Count the lines in the items below that contain the word "gable". Give only the number.
......
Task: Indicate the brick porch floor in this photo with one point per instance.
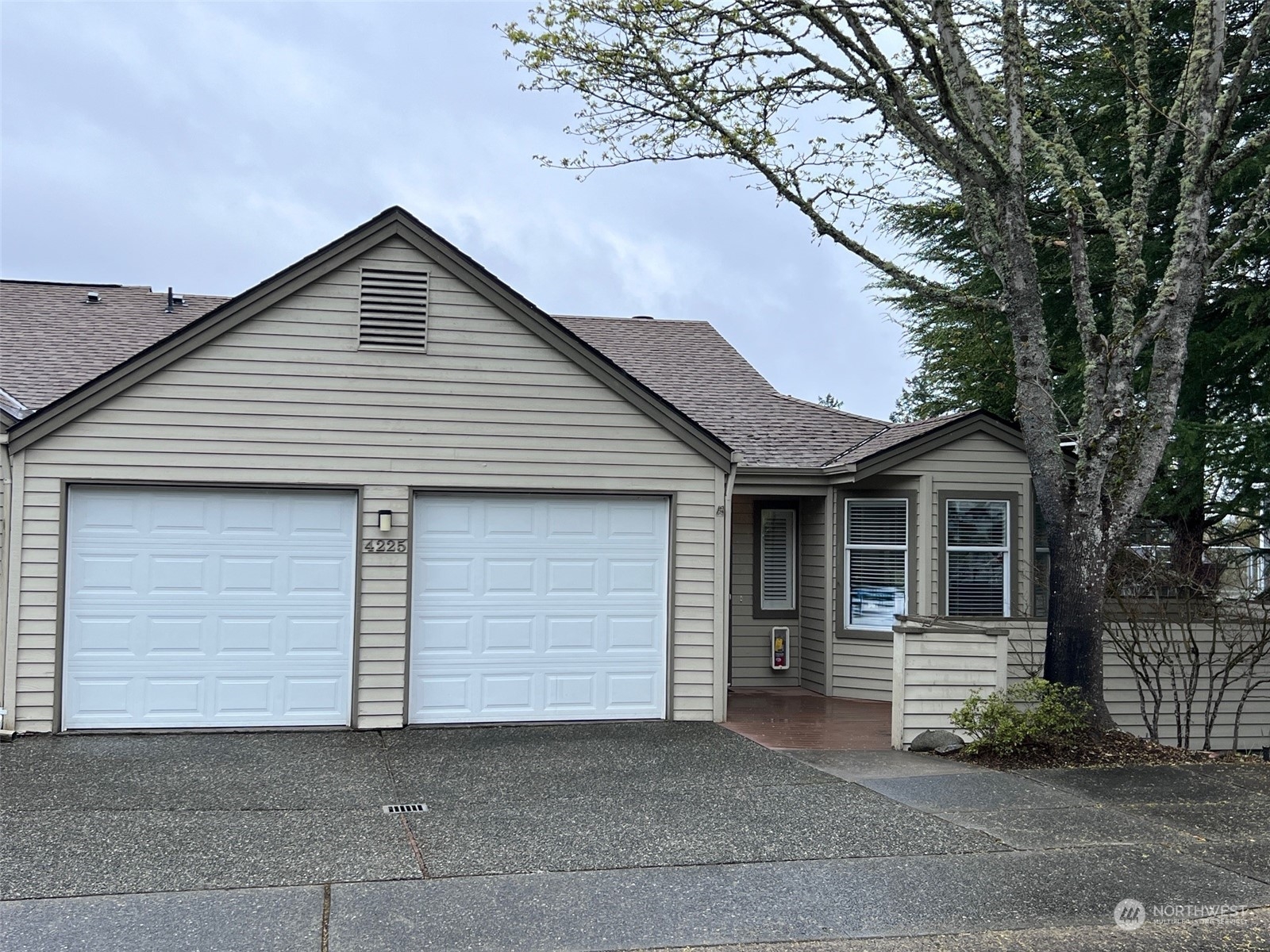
(797, 719)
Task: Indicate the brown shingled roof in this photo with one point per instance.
(52, 342)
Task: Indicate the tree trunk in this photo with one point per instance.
(1073, 647)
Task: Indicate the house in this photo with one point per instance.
(381, 488)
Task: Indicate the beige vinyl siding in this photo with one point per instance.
(752, 638)
(812, 594)
(977, 463)
(287, 399)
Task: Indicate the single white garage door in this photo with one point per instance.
(539, 609)
(209, 608)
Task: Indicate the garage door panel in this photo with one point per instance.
(201, 608)
(539, 609)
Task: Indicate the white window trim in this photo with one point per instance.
(846, 559)
(783, 609)
(1005, 565)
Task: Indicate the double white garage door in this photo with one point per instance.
(220, 608)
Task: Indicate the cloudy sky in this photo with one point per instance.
(207, 146)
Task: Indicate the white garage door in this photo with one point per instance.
(537, 609)
(207, 608)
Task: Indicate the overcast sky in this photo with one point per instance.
(209, 146)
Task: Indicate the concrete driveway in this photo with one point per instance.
(586, 837)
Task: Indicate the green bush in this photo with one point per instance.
(1033, 714)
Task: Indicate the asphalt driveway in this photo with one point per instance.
(584, 837)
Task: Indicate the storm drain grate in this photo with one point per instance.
(406, 808)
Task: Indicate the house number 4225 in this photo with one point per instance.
(384, 545)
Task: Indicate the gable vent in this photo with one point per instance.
(394, 310)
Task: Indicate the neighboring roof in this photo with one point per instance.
(60, 355)
(54, 340)
(391, 222)
(695, 368)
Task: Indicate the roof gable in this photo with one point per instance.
(391, 222)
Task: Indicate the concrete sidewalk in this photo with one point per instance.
(591, 837)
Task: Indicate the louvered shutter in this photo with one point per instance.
(776, 560)
(876, 562)
(978, 556)
(394, 311)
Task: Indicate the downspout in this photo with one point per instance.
(6, 704)
(729, 486)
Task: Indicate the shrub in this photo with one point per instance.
(1033, 714)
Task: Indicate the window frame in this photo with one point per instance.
(845, 602)
(757, 609)
(1010, 568)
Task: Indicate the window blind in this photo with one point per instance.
(876, 562)
(776, 560)
(978, 556)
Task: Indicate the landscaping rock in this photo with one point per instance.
(933, 740)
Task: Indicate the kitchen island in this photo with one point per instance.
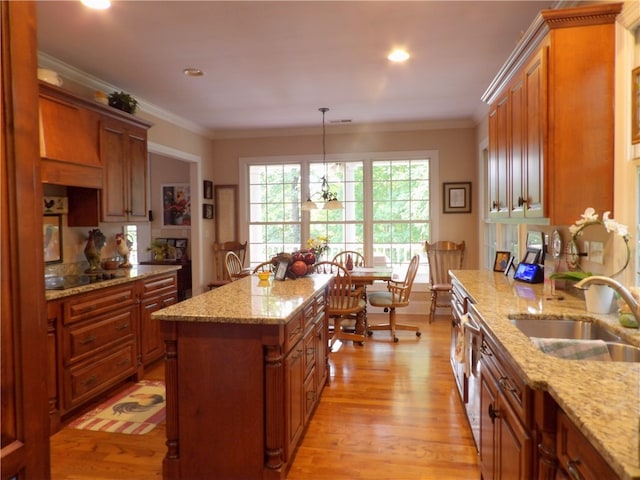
(601, 399)
(245, 367)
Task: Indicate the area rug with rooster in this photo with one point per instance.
(135, 411)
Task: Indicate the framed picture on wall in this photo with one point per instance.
(456, 197)
(176, 205)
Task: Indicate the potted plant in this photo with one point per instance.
(123, 101)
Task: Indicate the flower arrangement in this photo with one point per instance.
(590, 217)
(318, 245)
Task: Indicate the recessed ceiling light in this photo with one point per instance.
(97, 4)
(193, 72)
(398, 55)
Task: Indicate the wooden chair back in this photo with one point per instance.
(219, 253)
(344, 297)
(401, 290)
(233, 266)
(356, 258)
(443, 256)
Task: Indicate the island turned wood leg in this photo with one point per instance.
(170, 465)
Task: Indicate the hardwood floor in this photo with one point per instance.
(391, 411)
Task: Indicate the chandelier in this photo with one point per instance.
(329, 197)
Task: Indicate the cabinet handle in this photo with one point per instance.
(493, 413)
(573, 471)
(504, 383)
(295, 332)
(88, 340)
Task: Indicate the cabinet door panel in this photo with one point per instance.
(535, 86)
(112, 148)
(137, 186)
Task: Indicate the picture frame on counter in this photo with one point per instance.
(52, 238)
(456, 197)
(281, 271)
(501, 261)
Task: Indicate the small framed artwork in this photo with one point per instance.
(456, 197)
(281, 271)
(52, 234)
(207, 189)
(176, 205)
(207, 211)
(531, 256)
(635, 105)
(501, 261)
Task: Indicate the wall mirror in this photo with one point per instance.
(226, 201)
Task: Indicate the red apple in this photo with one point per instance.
(309, 258)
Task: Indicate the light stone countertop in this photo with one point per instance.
(247, 301)
(134, 273)
(601, 398)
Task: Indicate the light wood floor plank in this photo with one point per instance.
(390, 412)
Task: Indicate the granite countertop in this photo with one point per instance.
(247, 301)
(601, 398)
(124, 275)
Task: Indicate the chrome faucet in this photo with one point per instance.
(617, 286)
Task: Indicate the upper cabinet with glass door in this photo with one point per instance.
(551, 125)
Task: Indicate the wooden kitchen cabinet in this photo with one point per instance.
(551, 119)
(256, 385)
(156, 293)
(98, 342)
(69, 144)
(506, 443)
(123, 148)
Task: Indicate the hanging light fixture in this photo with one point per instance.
(329, 197)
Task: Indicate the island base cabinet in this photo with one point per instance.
(238, 396)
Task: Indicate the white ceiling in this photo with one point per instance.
(272, 64)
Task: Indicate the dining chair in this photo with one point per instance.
(442, 256)
(219, 253)
(396, 296)
(357, 259)
(233, 267)
(345, 303)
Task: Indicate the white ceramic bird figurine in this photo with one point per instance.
(122, 247)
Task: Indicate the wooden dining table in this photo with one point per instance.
(364, 276)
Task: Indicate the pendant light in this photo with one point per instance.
(329, 198)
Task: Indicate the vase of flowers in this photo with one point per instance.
(598, 298)
(318, 245)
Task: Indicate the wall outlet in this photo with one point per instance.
(596, 252)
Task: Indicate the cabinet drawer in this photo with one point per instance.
(96, 303)
(293, 332)
(576, 455)
(159, 286)
(88, 379)
(511, 385)
(82, 339)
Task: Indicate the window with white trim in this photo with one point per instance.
(386, 206)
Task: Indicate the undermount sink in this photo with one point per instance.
(578, 329)
(564, 328)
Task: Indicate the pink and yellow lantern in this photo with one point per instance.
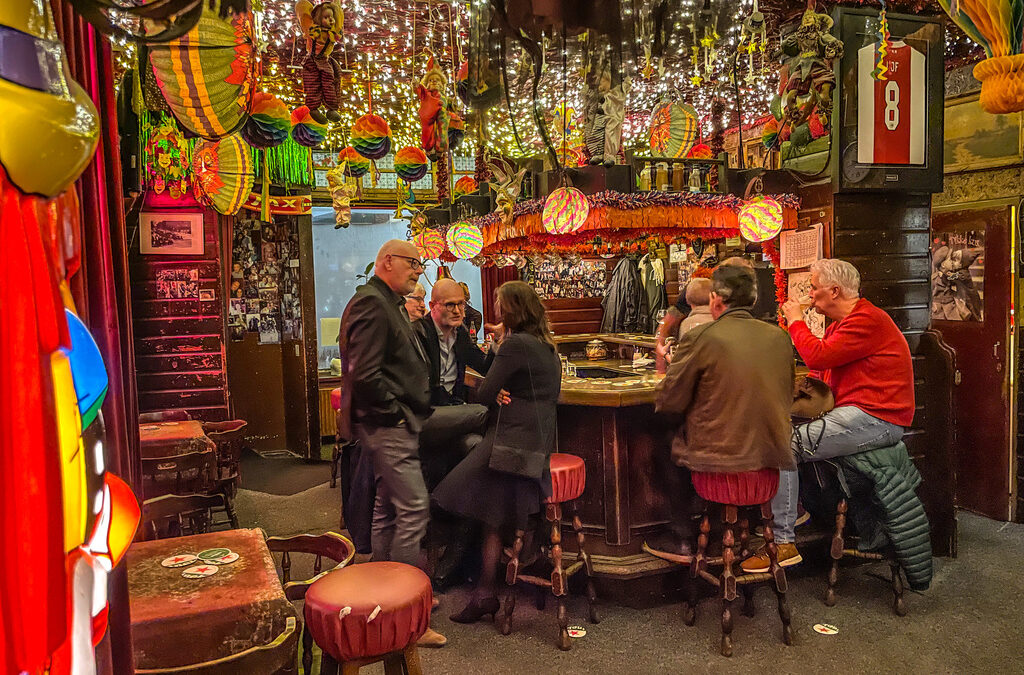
......
- CORRECT RESPONSE
2